=== Consigne A ===
Recopiez le passage du texte fourni en commençant par "Un combat entre" et en allant jusqu'à "ne le croyez.".

=== Texte fourni ===
Un deuxième visionnage au calme a permis non seulement de revenir sur cette première impression, mais surtout de voir que Park problématise en fait son propre formalisme et sa propre virtuosité dans ce thriller sentimental dont la complexité formelle est le contrepoids voire l’ennemi de la simplicité des sentiments.
Un combat entre le cœur et la raison
Le film suit l’histoire d’un policier hanté par sa collection de crimes non élucidés et qui va, par l’intermédiaire de l’enquête sur la mort d’un alpiniste, rencontrer l’épouse du défunt et nouer avec elle une relation – de quel type, on ne le précisera pas, mais la réponse est plus riche que vous ne le croyez.

=== Liste ===
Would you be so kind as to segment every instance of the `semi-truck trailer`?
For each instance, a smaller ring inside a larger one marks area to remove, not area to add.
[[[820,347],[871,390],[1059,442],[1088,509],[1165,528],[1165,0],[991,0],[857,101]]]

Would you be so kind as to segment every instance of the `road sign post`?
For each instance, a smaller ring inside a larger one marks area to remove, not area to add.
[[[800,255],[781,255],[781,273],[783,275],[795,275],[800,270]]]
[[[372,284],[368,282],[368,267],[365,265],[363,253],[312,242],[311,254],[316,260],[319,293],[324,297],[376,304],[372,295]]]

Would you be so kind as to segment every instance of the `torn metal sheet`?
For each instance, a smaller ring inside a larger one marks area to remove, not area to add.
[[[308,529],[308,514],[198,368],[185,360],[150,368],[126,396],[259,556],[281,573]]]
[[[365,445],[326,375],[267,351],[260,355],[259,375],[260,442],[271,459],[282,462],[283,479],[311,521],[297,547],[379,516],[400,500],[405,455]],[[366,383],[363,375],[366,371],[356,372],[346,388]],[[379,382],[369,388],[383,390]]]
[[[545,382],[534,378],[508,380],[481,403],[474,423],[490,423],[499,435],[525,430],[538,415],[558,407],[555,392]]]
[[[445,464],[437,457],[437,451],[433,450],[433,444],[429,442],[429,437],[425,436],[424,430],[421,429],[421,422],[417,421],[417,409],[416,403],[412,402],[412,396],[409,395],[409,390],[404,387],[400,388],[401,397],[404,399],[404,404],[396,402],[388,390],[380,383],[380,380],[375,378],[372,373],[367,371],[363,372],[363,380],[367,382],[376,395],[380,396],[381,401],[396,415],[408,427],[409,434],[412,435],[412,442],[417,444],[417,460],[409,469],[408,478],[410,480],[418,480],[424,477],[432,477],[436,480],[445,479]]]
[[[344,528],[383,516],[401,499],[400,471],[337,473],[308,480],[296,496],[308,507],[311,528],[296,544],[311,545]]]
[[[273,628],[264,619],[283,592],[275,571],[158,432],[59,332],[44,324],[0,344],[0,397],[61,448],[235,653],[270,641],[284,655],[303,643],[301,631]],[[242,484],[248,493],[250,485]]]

=== Consigne B ===
Affichez chaque ligne de la liste qui contient le mot "Would".

=== Réponse complète A ===
Un combat entre le cœur et la raison
Le film suit l’histoire d’un policier hanté par sa collection de crimes non élucidés et qui va, par l’intermédiaire de l’enquête sur la mort d’un alpiniste, rencontrer l’épouse du défunt et nouer avec elle une relation – de quel type, on ne le précisera pas, mais la réponse est plus riche que vous ne le croyez.

=== Réponse complète B ===
Would you be so kind as to segment every instance of the `semi-truck trailer`?
Would you be so kind as to segment every instance of the `road sign post`?
Would you be so kind as to segment every instance of the `torn metal sheet`?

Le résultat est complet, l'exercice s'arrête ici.